**What needs to be done:** Extend the description of the massage assembly, picking up after its last sentence.

The massage assembly 38 also includes a second motor 90, which is mounted to the carriage 40 and retained by the cover plate 68. The cover plate 68 and the carriage 40 collectively define a motor mount for the second motor 90 and are fastened together by a plurality of fasteners. The second motor 90 is operable to impart a massage effect from the massage assembly 38. The second motor 90 includes a motor output shaft 92 extending from the second motor 90 and driven thereby. A worm 94 is provided on the motor output shaft 92 and fixed relative to the shaft 92. The worm 94 drives a pair of worm gears 96, 98 in opposed rotational directions. Each worm gear 96, 98 is secured to a gear shaft 100, 102. The worm 94, the pair of worm gears 96, 98 and gear shafts 100, 102 provide a gearing mechanism. The gear shafts 100, 102 are each rotatably connected to the carriage 40 and the cover plate 68 so that the worm 94 drives the worm gears 96, 98 in opposite rotary directions relative one another in a reduced rotation from that of the second motor 90. The gear shafts 100, 102 extend in direction z, which is perpendicular to both the longitudinal direction y and the transverse direction x.

Each gear shaft 100, 102 extends through the cover plate 68 and receives a massage bracket 104, 106, which are each fastened to the respective gear shaft 100, 102. The massage brackets 104, 106 are transversely spaced about the longitudinal axis yL. Each massage bracket 104, 106 includes a first massage hemispherical node 108, 110 and a second hemispherical massage node 112, 114 mounted to the respective bracket 104, 106.

The gear shafts 100, 102 are oriented perpendicular to the guide 42 and extend in the z direction towards the backrest surface 24. The massage nodes 108, 110, 112, 114 are each rotatable relative to the respective massage bracket 104, 106 about an axis that is offset from that of the respective gear shaft 100, 102. The massage nodes 108, 110, 112, 114 extend through a corresponding aperture 116, 118 (FIG. 1) formed through a central region 26 of the housing upper portion 32 for imparting the massage effect to the user through the cover 16. As the massage nodes 108, 110, 112, 114 revolve around the corresponding gear shaft 100, 102, a rotary kneading massage effect is imparted upon the user, which is commonly referred to as a Shiatsu massage.

**Records:**
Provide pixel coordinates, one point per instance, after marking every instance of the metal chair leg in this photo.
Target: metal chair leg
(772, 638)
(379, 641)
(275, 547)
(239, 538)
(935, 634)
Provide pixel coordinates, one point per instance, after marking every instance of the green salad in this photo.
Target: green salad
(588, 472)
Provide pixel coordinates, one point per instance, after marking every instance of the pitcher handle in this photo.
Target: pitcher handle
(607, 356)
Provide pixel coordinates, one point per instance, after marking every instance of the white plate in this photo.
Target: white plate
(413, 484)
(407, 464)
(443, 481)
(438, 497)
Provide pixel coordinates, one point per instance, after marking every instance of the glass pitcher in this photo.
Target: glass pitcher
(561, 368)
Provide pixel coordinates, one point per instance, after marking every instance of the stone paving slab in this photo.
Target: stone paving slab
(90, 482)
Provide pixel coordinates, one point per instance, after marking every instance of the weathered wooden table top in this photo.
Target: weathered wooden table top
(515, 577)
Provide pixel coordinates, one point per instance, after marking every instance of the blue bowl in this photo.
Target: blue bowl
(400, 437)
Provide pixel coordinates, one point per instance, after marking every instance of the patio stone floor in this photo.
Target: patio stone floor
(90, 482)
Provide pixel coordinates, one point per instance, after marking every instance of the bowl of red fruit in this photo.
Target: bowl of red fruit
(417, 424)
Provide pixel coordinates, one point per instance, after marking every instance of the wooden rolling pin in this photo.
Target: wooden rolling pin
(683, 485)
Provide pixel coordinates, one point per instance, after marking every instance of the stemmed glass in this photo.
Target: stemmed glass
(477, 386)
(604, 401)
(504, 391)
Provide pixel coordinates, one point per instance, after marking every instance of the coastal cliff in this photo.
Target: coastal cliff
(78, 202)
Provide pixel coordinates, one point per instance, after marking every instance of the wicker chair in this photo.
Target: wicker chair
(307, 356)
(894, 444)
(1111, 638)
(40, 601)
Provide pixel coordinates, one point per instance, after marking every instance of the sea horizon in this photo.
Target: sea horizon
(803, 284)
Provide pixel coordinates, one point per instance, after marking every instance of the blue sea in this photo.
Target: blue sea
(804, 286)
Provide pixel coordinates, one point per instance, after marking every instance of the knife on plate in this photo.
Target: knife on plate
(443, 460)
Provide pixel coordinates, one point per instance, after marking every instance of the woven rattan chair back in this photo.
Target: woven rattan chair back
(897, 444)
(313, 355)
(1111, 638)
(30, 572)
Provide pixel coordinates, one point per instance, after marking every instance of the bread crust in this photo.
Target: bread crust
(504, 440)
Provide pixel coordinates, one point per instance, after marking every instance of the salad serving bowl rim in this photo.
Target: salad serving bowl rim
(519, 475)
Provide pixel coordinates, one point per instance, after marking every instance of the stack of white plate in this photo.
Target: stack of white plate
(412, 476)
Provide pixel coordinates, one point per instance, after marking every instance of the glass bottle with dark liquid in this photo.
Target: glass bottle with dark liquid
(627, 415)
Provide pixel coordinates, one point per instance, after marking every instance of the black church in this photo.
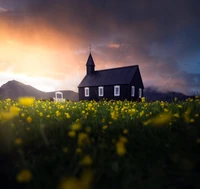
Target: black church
(124, 83)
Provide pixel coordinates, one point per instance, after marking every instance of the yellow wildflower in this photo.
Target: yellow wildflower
(186, 115)
(18, 141)
(24, 176)
(83, 139)
(65, 149)
(67, 115)
(87, 160)
(176, 115)
(125, 131)
(26, 101)
(198, 140)
(104, 127)
(78, 150)
(14, 110)
(141, 113)
(72, 133)
(58, 113)
(120, 148)
(114, 115)
(88, 129)
(29, 119)
(192, 120)
(76, 126)
(143, 99)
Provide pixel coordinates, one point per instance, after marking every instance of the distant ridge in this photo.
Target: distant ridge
(15, 89)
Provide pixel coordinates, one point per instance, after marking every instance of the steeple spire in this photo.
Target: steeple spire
(90, 64)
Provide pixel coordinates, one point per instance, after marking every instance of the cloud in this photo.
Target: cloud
(157, 35)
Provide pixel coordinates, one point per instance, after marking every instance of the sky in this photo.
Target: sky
(45, 43)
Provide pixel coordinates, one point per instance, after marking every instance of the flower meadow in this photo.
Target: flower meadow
(100, 145)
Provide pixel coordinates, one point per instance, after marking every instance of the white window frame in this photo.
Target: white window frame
(140, 93)
(115, 90)
(87, 91)
(132, 90)
(99, 91)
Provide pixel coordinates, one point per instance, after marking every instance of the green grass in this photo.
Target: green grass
(160, 152)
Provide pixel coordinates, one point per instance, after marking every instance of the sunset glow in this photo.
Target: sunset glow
(46, 43)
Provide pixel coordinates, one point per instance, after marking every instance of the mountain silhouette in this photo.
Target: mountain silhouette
(15, 89)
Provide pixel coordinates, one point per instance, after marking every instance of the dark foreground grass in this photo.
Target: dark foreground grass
(115, 144)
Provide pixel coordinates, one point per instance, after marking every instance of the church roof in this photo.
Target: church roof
(114, 76)
(90, 61)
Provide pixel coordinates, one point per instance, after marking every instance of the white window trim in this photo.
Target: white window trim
(132, 90)
(116, 87)
(87, 91)
(99, 89)
(140, 93)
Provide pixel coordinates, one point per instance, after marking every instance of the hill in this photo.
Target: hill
(15, 89)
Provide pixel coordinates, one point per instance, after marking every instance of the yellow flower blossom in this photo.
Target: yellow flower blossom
(78, 150)
(104, 127)
(76, 126)
(67, 115)
(26, 101)
(198, 140)
(120, 148)
(87, 160)
(143, 99)
(24, 176)
(14, 110)
(83, 139)
(29, 119)
(65, 149)
(125, 131)
(72, 133)
(176, 115)
(192, 120)
(18, 141)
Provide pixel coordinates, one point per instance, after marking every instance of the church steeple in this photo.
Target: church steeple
(90, 65)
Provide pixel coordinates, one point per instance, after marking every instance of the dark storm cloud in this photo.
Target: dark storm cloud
(156, 34)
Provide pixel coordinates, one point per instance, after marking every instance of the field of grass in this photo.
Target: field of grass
(100, 145)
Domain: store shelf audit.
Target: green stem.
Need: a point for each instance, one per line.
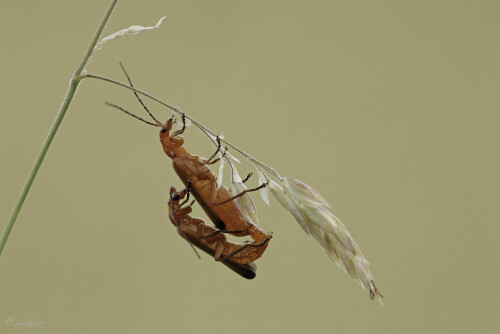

**Response below:**
Each massage node 108, 110, 112, 114 is rotatably connected to the corresponding massage bracket 104, 106 to reduce friction generated in the rotary kneading massage effect. Further, if the first motor 66 is in operation while the second motor 90 is not in operation, the massage nodes will be translated in engagement along the body part of the user. The rotatable connection permits the massage nodes 108, 110, 112, 114 to roll along the body part, thereby creating a rolling massage effect.

Additionally, the first massage nodes 108, 110 have an overall height in the z direction greater than that of the second massage nodes 112, 114 to extend further from the corresponding massage brackets 104, 106. The first massage nodes 108, 110 also have a diameter greater than that of the second massage nodes 112, 114. These variations are utilized for varying the engagement of the rotary kneading effect with the user, resulting in a kneading effect that is nonsymmetrical and similar to a massage provided by the hands of a skilled massage therapist. Additionally, these variations result in a nonsymmetrical rolling massage effect as the nodes 108, 110, 112, 114 are rolled along the body.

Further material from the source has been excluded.